Text excerpt:
College students find work in call centers
“I need money for school expenses. Good thing there are call centers,” said Maria Christina Bactol, 22, an industrial engineering student from the University of the Philippines Diliman.
Bactol lost her allowance from the Department of Science and Technology after she fared poorly in one of her subjects. Now, she works for a big call center firm on Ayala Avenue in Makati City.
Attracted by the relatively high pay, she is part of a growing number of students working at call centers. A number them have opted to quit school because they can not cope with the demands of academics and work.
Proclaimed as the “sunshine industry,” call centers are part of the booming business process outsourcing (BPO) industry. Outsourcing has become popular among foreign companies because it helps them lower operating costs and give them access to a large labor pool and talent.
But many call center agents do not keep their jobs for long. The turnover rate is between 60 and 80 percent—the highest in the world, said the Contact Center Association of the Philippines (CCAP), an organization of call center businesses in the country.
CCAP said the high turnover rate was due primarily to health concerns over the work. Most call center agents stay up all night to get calls from people in the United States. A full-time agent stays for an average of 22 months, while a part-time agent stays for just 10 months.
Still going strong
CCAP executive director Jojo Uligan said the BPO industry in the Philippines “is still going strong compared with those in other countries and in spite of what is happening in the global economy.”
A large number of people still want to join the industry, especially young professionals, fresh graduates and even those still in college, he said.
Call centers are typically lenient in accepting agents. Unlike other companies which require degree holders, call centers accept those who are still in college, dropouts or even high school graduates.
Call centers don’t require much education other than excellent reading and speaking, people and computer skills, said Uligan.
Though the requirements are relatively easy to comply with, only certain types of people can qualify for the job. “This job is not for everyone,” Uligan said.
The job requires a lot of skills and training because over-the-phone work is very challenging, he said.
Although there are no available data on how many college students work in call centers, some studies have shed light on the matter.
A thesis by UP Diliman students Karen Lorenzana and Karl Molina, titled “Motivations, challenges and coping strategies of UP students as call center agents,” dealt with UP students working as call center agents and how they cope.
Lorenzana said a lot of students from other schools were also working in call centers. “They come from all schools in Metro Manila: Miriam, UST, PNU, FEU—the whole lot.”
Call center work, according to the Lorenzana and Molina study, is the best option for college students because of the following:
A relatively high salary which enables them to contribute for their families’ financial needs;
A job relatively easy to learn and adapt to; and
Training and experience.
With her work, Bactol was not only able to pay for her schooling but also send money to her mother, a breast-cancer survivor who helps in a sister’s military supplies business in Leyte.
“My mom cannot have a regular job because she is physically unhealthy,” she said.
More than P11,000
For Jamaicah Joaquin, a former tourism major who had worked part-time for 10 months while in college at a company in Quezon City, the best thing about the job is the pay.
“Part-time agents are paid slightly higher—more than P11,000 per month—than the eight-to-nine-hour regular, entry-level jobs like service crew member, sales agents and clerks,” Joaquin said.

Task set:
[1] Answer these questions from the call center article:
(a) Why did Bactol lose her allowance from the Department of Science and Technology?
(b) What turnover rate for call center agents does the Contact Center Association of the Philippines report?
(c) How much does Joaquin say part-time agents are paid per month?
[2] Duplicate the call center article from "Attracted by the" down to "pool and talent." without any changes.
[3] In one to three sentences, explain why the call center article says so many agents leave their jobs.

Dataset:

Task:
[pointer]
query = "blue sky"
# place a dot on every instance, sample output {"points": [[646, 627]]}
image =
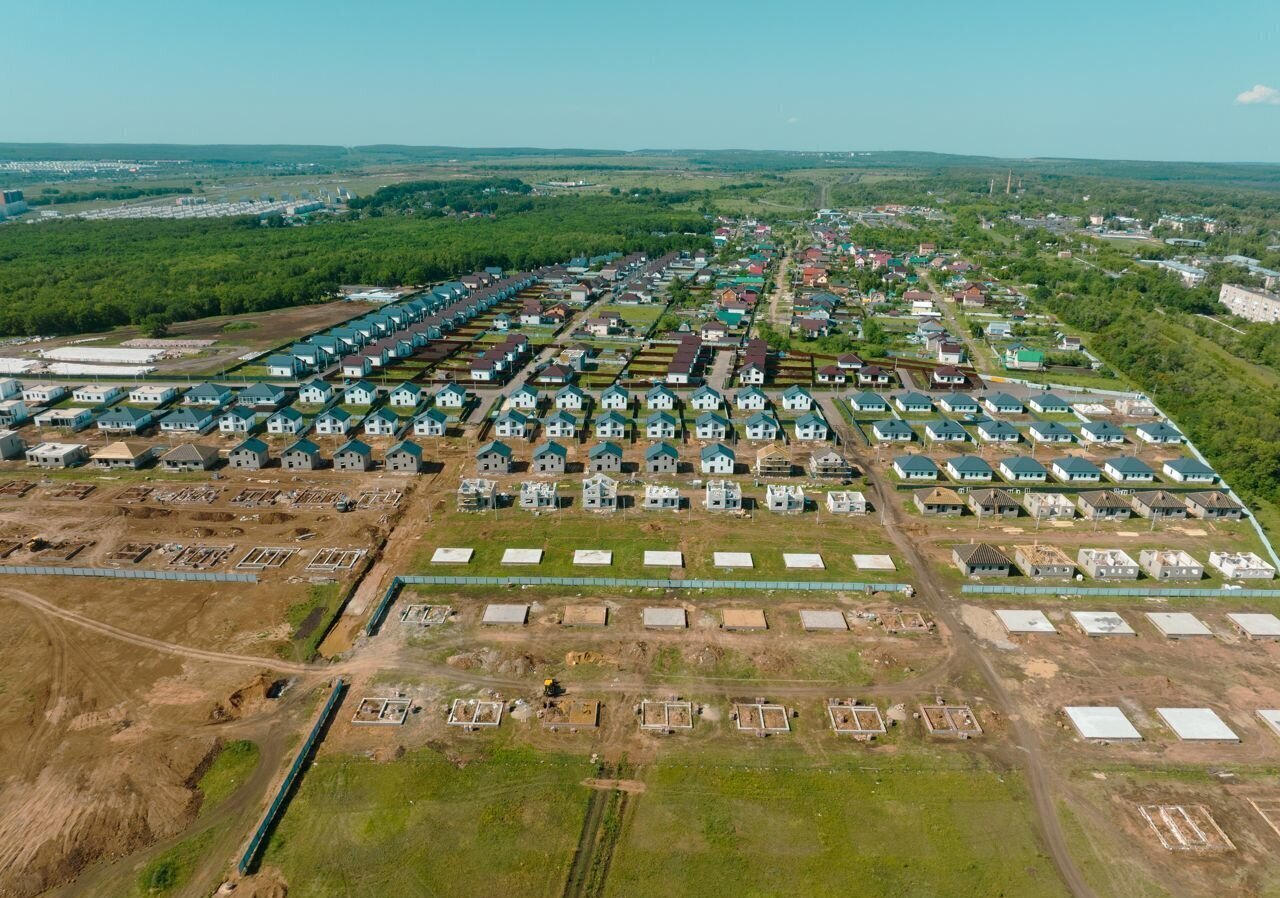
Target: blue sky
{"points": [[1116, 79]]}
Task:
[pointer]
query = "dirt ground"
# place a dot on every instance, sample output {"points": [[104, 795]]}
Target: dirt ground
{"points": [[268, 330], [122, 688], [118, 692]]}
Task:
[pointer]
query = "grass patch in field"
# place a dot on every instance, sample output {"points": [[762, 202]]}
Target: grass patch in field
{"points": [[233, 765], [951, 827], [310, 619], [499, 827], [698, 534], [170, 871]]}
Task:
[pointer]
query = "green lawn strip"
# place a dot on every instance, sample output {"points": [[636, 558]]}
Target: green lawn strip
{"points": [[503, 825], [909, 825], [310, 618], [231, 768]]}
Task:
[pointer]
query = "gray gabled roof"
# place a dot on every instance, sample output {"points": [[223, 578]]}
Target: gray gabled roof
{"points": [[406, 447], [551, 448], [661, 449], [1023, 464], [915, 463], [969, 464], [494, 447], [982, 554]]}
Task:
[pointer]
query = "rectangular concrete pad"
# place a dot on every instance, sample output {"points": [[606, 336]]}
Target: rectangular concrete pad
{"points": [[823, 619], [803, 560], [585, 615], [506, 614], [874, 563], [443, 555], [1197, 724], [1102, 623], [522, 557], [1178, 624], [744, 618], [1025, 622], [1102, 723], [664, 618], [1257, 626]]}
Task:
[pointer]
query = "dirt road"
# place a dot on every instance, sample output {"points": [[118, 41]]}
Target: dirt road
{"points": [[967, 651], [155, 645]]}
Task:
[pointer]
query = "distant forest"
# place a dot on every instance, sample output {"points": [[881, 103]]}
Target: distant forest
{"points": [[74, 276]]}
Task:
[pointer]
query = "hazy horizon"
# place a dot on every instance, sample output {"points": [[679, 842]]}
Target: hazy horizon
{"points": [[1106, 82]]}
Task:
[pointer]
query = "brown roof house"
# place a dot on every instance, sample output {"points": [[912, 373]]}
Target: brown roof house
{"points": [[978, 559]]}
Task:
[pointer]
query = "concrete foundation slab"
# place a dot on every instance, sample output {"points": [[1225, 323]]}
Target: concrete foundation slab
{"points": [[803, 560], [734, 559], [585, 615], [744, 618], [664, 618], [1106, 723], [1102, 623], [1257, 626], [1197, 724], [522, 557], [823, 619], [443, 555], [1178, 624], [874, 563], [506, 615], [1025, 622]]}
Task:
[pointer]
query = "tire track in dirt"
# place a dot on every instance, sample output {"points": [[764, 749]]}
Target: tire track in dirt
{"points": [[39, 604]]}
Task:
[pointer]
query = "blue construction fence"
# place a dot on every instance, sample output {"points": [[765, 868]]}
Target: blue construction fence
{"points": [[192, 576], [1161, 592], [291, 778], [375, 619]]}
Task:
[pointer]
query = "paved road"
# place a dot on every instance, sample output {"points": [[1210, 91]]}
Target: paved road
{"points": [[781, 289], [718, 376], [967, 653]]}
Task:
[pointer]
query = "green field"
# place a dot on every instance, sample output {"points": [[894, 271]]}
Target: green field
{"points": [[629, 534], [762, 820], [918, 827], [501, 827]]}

Results for each task:
[1]
(a) She fared poorly in one of her subjects.
(b) Between 60 and 80 percent, the highest in the world.
(c) More than P11,000 per month.

[2]
Attracted by the relatively high pay, she is part of a growing number of students working at call centers. A number them have opted to quit school because they can not cope with the demands of academics and work.
Proclaimed as the “sunshine industry,” call centers are part of the booming business process outsourcing (BPO) industry. Outsourcing has become popular among foreign companies because it helps them lower operating costs and give them access to a large labor pool and talent.

[3] The Contact Center Association of the Philippines attributes the high turnover rate primarily to health concerns over the work. Most agents stay up all night to take calls from people in the United States.